::: TEKST DOCUMENT :::
Scheepswrakken als tikkende tijdbom
door Koos van Houdt
Nee, er is geen actueel schandaal. Er is wel een doortikkende tijdbom. Scheepswrakken? Daarover praten we maar liever niet. Na een zoektocht op internet blijkt dat bij voorbeeld het Havenbedrijf Rotterdam er nauwelijks aandacht aan geeft.
Of het moest al gaan over al die houten schepen die in vroegere eeuwen vergingen op de zandbank vlak voor de toenmalige ingang van de Rotterdamse haven. Het havenbedrijf heeft ergens, zeg maar, achterin de site een romantisch verhaal over duikers, bodemschatten en archeologische vondsten. Naspeuringen met de ijver van de VOC-mentaliteit krijgen hun plekje.

Al veel minder romantisch zijn de verhalen over scheepswrakken in de Westerschelde. Nederlands grondgebied, met een vaarroute naar de grote Belgische havens bij Antwerpen. Wie is verantwoordelijk? Het zijn vragen die rijzen, omdat in ieder geval duidelijk is dat de wrakken gevaar opleveren voor nieuwe scheepsrampen en soms ook door lekkende stookolie gevaar voor het milieu opleveren.

Ook in het IJsselmeer liggen honderden wrakken, die volgens Rijkswaterstaat maar beter rustig daar kunnen blijven liggen.
:::
## OPDRACHT 1
Schrijf uit de tekst over scheepswrakken woord voor woord het gedeelte over dat begint bij "Al veel minder" en eindigt bij "het milieu opleveren.".
De tekst over scheepswrakken en de gegevens zijn afkomstig uit verschillende bronnen.
::: AANGELEVERD MATERIAAL :::
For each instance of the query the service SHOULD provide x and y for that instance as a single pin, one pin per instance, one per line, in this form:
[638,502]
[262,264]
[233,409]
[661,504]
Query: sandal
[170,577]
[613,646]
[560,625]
:::
::: AANGELEVERD MATERIAAL :::
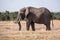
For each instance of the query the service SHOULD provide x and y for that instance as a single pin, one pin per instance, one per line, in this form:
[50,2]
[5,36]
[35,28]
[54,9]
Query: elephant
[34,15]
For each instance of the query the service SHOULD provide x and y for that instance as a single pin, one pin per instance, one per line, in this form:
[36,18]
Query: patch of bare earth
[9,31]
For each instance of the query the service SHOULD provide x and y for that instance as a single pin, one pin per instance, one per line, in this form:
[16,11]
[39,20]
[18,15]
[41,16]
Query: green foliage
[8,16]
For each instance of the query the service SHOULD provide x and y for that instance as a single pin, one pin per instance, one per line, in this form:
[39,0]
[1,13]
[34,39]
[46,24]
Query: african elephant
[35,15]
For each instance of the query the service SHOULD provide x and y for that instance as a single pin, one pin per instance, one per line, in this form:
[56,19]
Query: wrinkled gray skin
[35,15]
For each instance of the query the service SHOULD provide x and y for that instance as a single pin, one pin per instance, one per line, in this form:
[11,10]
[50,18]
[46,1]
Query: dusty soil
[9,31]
:::
## OPDRACHT 2
Verzamel uit de gegevens alle regels waarin het woord "elephant" voorkomt.

## JUISTE ANTWOORD 1
Al veel minder romantisch zijn de verhalen over scheepswrakken in de Westerschelde. Nederlands grondgebied, met een vaarroute naar de grote Belgische havens bij Antwerpen. Wie is verantwoordelijk? Het zijn vragen die rijzen, omdat in ieder geval duidelijk is dat de wrakken gevaar opleveren voor nieuwe scheepsrampen en soms ook door lekkende stookolie gevaar voor het milieu opleveren.

## JUISTE ANTWOORD 2
Query: elephant
Query: african elephant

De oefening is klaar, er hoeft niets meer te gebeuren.